[Exercise objective]: From the records below, determine the number of lines containing "gray". Output that number alone.

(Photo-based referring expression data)
--

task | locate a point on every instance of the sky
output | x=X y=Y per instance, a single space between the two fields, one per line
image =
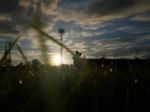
x=96 y=28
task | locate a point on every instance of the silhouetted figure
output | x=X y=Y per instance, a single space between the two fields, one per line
x=35 y=64
x=76 y=59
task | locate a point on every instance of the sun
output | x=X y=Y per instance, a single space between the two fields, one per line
x=57 y=60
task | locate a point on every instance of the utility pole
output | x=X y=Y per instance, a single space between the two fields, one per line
x=61 y=31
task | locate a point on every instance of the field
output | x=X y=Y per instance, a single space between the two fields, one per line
x=99 y=85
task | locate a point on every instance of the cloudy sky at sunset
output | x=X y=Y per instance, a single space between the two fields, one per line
x=109 y=28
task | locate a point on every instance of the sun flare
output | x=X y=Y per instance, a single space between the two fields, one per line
x=57 y=60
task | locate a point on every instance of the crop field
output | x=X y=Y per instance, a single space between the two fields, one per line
x=91 y=88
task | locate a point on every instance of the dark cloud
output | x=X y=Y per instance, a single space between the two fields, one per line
x=103 y=7
x=8 y=6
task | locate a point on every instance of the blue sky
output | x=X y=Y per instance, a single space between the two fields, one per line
x=110 y=28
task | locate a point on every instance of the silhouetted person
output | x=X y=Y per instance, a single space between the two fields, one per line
x=76 y=59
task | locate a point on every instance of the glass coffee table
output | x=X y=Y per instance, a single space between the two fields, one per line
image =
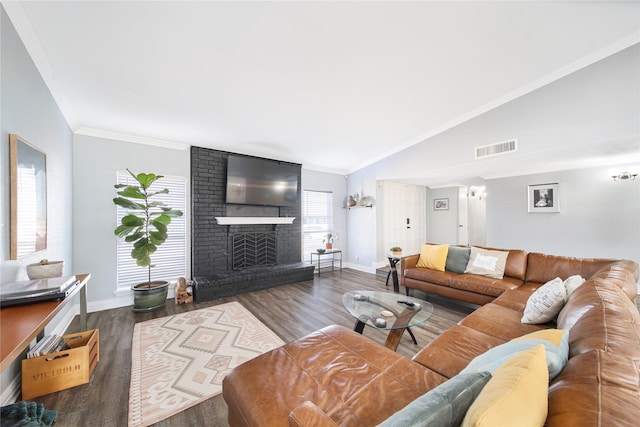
x=387 y=311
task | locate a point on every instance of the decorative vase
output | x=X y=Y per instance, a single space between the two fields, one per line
x=149 y=298
x=45 y=271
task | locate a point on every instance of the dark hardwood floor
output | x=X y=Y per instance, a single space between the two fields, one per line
x=291 y=311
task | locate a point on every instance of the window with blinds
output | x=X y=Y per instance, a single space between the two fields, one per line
x=317 y=220
x=170 y=259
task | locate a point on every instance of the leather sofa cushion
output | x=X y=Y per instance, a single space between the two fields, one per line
x=431 y=276
x=500 y=322
x=452 y=350
x=516 y=266
x=541 y=268
x=345 y=374
x=601 y=317
x=595 y=388
x=516 y=299
x=484 y=285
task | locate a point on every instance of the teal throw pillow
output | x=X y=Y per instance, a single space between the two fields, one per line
x=457 y=259
x=445 y=405
x=556 y=345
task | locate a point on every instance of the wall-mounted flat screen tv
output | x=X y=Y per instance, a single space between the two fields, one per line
x=254 y=181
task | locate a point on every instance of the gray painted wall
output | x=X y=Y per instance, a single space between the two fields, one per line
x=598 y=217
x=95 y=164
x=600 y=102
x=442 y=226
x=28 y=109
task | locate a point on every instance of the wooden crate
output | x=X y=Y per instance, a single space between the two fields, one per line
x=64 y=369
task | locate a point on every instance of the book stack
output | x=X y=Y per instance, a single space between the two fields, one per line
x=48 y=344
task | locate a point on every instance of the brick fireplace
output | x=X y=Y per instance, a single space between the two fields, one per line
x=247 y=253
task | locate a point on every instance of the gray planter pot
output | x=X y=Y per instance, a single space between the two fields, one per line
x=149 y=298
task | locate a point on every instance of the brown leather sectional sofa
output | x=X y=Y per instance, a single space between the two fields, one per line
x=337 y=377
x=521 y=267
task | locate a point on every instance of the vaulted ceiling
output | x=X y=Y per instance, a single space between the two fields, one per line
x=332 y=85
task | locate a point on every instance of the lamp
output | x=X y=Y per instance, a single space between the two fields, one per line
x=622 y=176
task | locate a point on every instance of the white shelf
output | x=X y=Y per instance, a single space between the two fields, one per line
x=247 y=220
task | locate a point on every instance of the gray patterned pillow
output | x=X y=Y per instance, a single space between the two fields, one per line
x=445 y=405
x=457 y=259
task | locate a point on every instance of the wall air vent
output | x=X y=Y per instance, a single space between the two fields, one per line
x=498 y=148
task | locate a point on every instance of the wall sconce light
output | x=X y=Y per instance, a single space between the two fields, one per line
x=623 y=176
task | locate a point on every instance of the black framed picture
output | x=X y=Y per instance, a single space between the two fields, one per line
x=544 y=198
x=440 y=204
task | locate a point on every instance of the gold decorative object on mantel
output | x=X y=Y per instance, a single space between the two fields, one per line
x=45 y=269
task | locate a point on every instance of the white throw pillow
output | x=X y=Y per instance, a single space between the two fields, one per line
x=485 y=262
x=572 y=283
x=545 y=303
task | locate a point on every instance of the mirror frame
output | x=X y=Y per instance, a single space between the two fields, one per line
x=23 y=155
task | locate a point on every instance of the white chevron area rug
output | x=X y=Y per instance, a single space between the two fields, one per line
x=179 y=361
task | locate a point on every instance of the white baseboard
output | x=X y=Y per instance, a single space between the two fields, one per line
x=359 y=267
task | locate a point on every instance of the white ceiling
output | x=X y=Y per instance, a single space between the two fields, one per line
x=332 y=85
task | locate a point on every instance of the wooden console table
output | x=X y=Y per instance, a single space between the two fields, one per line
x=19 y=325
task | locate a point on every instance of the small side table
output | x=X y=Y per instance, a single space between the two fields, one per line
x=393 y=272
x=332 y=252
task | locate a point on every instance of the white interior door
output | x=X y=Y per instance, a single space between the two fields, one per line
x=463 y=216
x=404 y=216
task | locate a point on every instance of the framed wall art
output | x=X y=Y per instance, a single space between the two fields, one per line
x=544 y=198
x=440 y=204
x=28 y=194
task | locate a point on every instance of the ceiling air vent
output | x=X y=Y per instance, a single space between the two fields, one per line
x=497 y=148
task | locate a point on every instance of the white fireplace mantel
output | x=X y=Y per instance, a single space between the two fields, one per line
x=246 y=220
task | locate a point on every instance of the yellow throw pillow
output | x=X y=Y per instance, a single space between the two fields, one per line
x=516 y=395
x=433 y=257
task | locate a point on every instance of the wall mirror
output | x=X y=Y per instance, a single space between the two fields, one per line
x=28 y=187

--

[Result]: 3